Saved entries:
[Start of section]

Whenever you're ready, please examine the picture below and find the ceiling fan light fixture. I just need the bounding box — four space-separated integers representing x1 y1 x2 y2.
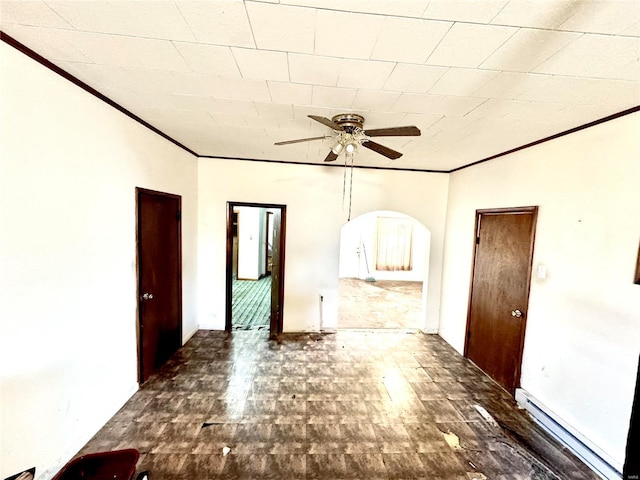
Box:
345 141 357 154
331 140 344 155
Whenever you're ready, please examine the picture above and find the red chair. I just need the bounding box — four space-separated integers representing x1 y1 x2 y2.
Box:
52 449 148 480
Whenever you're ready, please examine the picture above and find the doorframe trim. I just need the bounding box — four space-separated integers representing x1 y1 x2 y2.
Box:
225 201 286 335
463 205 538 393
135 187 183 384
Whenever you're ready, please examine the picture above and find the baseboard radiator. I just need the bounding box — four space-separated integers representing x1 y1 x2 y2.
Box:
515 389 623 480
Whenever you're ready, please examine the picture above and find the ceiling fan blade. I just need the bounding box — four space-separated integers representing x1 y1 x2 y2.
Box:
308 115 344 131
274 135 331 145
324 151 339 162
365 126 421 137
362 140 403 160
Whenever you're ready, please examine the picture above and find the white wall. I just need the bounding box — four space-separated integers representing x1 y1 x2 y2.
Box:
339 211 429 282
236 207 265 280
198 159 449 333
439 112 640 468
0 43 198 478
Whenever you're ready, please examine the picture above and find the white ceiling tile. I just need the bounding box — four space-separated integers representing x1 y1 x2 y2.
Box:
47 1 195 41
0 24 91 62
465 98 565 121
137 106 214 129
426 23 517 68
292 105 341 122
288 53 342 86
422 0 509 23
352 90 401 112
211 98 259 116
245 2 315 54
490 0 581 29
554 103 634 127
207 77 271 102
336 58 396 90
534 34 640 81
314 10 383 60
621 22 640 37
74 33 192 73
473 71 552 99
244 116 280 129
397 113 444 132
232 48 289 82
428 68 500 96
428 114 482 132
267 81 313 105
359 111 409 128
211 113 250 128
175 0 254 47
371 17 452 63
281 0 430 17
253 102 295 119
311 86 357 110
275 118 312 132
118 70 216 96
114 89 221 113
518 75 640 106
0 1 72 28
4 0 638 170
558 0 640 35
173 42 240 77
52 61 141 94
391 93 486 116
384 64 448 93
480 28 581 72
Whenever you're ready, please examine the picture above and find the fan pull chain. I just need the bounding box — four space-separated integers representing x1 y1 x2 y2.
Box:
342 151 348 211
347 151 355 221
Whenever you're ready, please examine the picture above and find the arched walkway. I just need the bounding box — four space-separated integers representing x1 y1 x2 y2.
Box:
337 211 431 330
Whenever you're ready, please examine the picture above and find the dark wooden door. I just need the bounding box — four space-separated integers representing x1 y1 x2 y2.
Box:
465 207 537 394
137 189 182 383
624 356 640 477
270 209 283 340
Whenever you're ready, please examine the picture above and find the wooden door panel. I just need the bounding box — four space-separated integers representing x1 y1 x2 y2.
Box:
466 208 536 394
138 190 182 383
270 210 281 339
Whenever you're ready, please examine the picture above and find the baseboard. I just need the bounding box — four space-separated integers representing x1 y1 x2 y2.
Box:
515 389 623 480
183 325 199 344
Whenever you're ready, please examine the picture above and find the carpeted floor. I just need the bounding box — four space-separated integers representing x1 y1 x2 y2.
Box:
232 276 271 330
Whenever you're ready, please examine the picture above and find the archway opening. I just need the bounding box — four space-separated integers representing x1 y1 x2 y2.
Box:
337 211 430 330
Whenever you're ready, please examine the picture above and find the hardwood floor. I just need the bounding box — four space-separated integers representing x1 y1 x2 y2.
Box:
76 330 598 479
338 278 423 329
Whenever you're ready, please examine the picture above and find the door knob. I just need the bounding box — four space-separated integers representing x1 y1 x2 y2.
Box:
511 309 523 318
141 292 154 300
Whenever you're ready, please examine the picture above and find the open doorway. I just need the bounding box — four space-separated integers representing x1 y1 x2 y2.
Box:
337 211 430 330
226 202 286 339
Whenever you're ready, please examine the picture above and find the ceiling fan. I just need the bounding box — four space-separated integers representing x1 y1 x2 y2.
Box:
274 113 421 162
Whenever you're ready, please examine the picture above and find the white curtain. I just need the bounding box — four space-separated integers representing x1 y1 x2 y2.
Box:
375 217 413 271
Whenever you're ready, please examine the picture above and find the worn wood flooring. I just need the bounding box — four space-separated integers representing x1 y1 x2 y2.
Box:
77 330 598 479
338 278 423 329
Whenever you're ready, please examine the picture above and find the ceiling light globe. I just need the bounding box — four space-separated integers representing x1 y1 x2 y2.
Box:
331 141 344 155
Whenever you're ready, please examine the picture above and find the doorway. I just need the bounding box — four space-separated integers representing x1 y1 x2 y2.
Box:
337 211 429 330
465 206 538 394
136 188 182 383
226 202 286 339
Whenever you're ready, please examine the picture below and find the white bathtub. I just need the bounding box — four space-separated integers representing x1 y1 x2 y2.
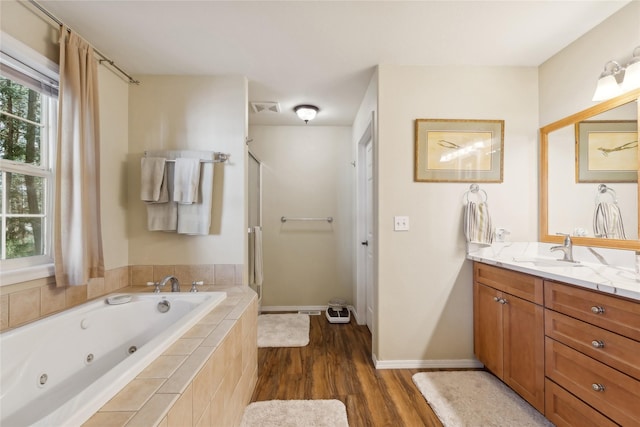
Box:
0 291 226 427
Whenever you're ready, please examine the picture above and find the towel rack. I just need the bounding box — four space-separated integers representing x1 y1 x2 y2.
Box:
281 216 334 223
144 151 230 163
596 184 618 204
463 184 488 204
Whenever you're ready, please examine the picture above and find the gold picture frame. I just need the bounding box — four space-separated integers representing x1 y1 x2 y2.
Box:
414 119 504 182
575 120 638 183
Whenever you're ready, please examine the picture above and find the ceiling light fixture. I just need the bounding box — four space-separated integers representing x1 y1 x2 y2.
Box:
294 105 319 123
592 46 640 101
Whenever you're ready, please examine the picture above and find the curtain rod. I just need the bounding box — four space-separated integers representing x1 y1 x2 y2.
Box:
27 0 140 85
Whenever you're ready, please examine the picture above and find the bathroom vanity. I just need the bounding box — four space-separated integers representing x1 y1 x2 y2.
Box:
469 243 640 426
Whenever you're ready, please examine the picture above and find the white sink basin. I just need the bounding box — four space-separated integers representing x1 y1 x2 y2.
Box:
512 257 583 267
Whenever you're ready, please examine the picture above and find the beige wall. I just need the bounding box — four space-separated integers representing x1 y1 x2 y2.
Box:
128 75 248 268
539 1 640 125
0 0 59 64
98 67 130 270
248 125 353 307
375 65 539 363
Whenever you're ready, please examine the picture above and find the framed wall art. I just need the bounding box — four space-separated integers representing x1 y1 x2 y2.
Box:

[End of section]

▶ _What you should do_: Reproduce every record above word for word. Leave the pictures out.

▶ _Result of this exercise_:
Whenever you're ready, please examine the picture below and find the ceiling fan light fixture. I just need the bounding box — four space-separated integers representing x1 y1 x2 y2.
Box:
345 141 357 154
331 140 344 155
Whenever you're ready, please examine the picture above and find the red chair. I just need the bounding box — four space-separated integers representing x1 y1 x2 y2.
Box:
52 449 148 480
Whenever you're ready, please examine the picture above and find the doorframe trim. I just need the bounding box — four space-separated integers representing x1 y1 x2 y2.
Box:
225 201 286 335
463 205 538 393
135 187 183 384
Whenever you're ready, please examine the picture above and find the baseboard radiator. I just need the bounding box — four space-separated integers representing x1 y1 x2 y2.
Box:
515 389 623 480
Whenever you're ready, please examine the picture above and find the ceiling fan blade. I just need the bounding box — four space-separated integers representing x1 y1 x2 y2.
Box:
308 115 344 131
274 135 331 145
324 151 339 162
365 126 421 137
362 140 403 160
Whenever you're ready, please examine the picture above and find the white wall. I just need the bounding box — four space-separated integers representing x1 y1 x2 y2.
Box:
339 211 429 282
236 207 265 280
198 159 449 333
439 112 640 468
0 43 198 478
Whenever you're ready, please examine the picture above and find the white ceiling tile. I just need the bounding box — four space-separated integers representing x1 y1 x2 y2.
Box:
47 1 195 41
0 24 91 62
465 98 565 121
137 106 214 129
426 23 517 68
292 105 341 122
288 53 342 86
422 0 509 23
352 90 401 112
211 98 259 116
245 2 315 54
490 0 581 29
554 103 634 127
207 77 271 102
336 58 396 90
534 34 640 81
314 10 383 60
621 22 640 37
74 33 192 73
473 71 552 99
244 116 280 129
397 113 444 132
232 48 289 82
428 68 500 96
428 114 482 132
267 81 313 105
359 111 409 128
211 113 250 128
175 0 254 47
371 17 452 63
281 0 430 17
253 102 295 119
311 86 357 110
275 118 312 132
118 70 216 96
114 89 221 113
518 75 640 106
0 1 72 28
4 0 638 170
558 0 640 35
173 42 240 77
52 61 141 94
391 93 486 116
384 64 448 93
480 28 581 72
Whenever you're ready, please examine the picture above and find the fan pull chain. I just need the bounding box — four space-separated integers representing x1 y1 x2 y2.
Box:
342 151 348 211
347 151 355 221
Whenever you're ready, please examine the picture above and find the arched walkway. I just need the bounding box — four space-separated integers representing x1 y1 x2 y2.
Box:
337 211 431 330
Whenever you're ready, please examine the picture above and find the dark wooden door. I just need the bounding box — four space-separated integers representing x1 y1 x2 y2.
Box:
465 207 537 394
137 189 182 383
624 356 640 477
270 209 283 340
Whenever you're ready, please examine the picture above and find the wooden door panel. I just need the bounding box — four space-separated integers representing x1 y1 x2 y2.
Box:
466 208 536 394
138 190 182 383
270 210 281 339
Whenever you're ready, please examine the picture above and find the baseboard. I just need the bounding box — four space-separated integers representing x1 y1 x2 y2.
Box:
515 389 623 480
183 325 199 344
Whenever you're ready, please examine the picture above and find the carpeted floor. I just need the bounding box — four space-separated integers representing x1 y1 x2 y2.
Box:
232 276 271 330
Whenever you're ready, please examine the picture above and find the archway opening. I just need the bounding box — four space-separated integers representing x1 y1 x2 y2.
Box:
337 211 430 330
Whenever you're ready, please examine the picture above and find the hardwood floor. I just need the bounding box — four space-separated integers representing x1 y1 x2 y2.
Box:
76 330 598 479
338 278 423 329
Whenever you're ready, please examine the picture above and find the door knob. I just need the bounding box — four space-separated integers representing x1 y1 x2 y2.
Box:
511 309 523 318
141 292 154 300
Whenever you're ready, please examine the picture above and find the open doorway. I just need the bounding box — four space-separated integers representing x1 y1 x2 y2.
Box:
337 211 430 330
226 202 286 339
Whenever you're ready, please examine the picture above and find the ceiling fan. I just need the bounding box — four space-separated integers representing x1 y1 x2 y2.
Box:
274 113 421 162
Whenever you're ready, please examine the picture above and find the white curtain. I just need the bounding box — four space-separated integers representing x1 y1 x2 y2.
Box:
375 217 413 271
Whenever you're ready, please examine the picture above and find the worn wood flooring. I just need the bounding box — four space-separated integers representing x1 y1 x2 y2.
Box:
77 330 598 479
338 278 423 329
Whenever you're ready, please examine the picture above and find the ceiling light globe. I just need the bounding box — four space-separated integers representing x1 y1 x2 y2.
Box:
331 141 344 155
Whenever you're ready, please examine the picture above and find the doorway. I just need the bounding box — four space-separated integers representing x1 y1 x2 y2.
Box:
337 211 429 330
465 206 538 394
136 188 182 383
226 202 286 339
Whenever you're ready, please examine the picture below and find the white bathtub. I just need the bounding box — four space-separated integers representing x1 y1 x2 y2.
Box:
0 291 226 427
Whenever you're ready, please examine the picture above and find the towel rack. I just need the bounding box — four space-separated integers representing x1 y1 x2 y2.
Box:
281 216 334 223
144 151 230 163
596 184 618 204
463 184 488 204
Whenever you're ready, please examine the picture above and find the gold picture frame. I just need the bounding box — four space-separated integers representing x1 y1 x2 y2.
Box:
414 119 504 182
575 120 638 183
Whenever you're ready, please examine the picture above and find the ceiling light fixture. I just need the bounding box — four space-separated integers representing x1 y1 x2 y2.
Box:
294 105 319 123
592 46 640 101
Whenever you're ready, please examine the picture above and find the curtain rod. I just need the bounding box — four space-separated integers representing x1 y1 x2 y2.
Box:
27 0 140 85
Whenever you're ready, please examine the picture above and find the bathroom vanity. I just need the bounding box — four space-separated integers representing x1 y1 x2 y2.
Box:
469 243 640 426
Whenever you're ready, please examine the picture above and find the white sink basin. I just need the bounding box — four space-separated integers representing x1 y1 x2 y2.
Box:
512 257 583 267
Whenever you're ready, please examine the picture above and find the beige wall. I just need the bounding box — four space-separated integers representing x1 y1 x2 y2.
Box:
128 75 248 268
539 1 640 125
0 0 59 64
98 67 130 270
248 125 353 307
375 65 539 363
Whenever you're ready, please examine the picture above and find the framed wall art. I just need the bounding box — four space-separated integers representing x1 y1 x2 y2.
Box:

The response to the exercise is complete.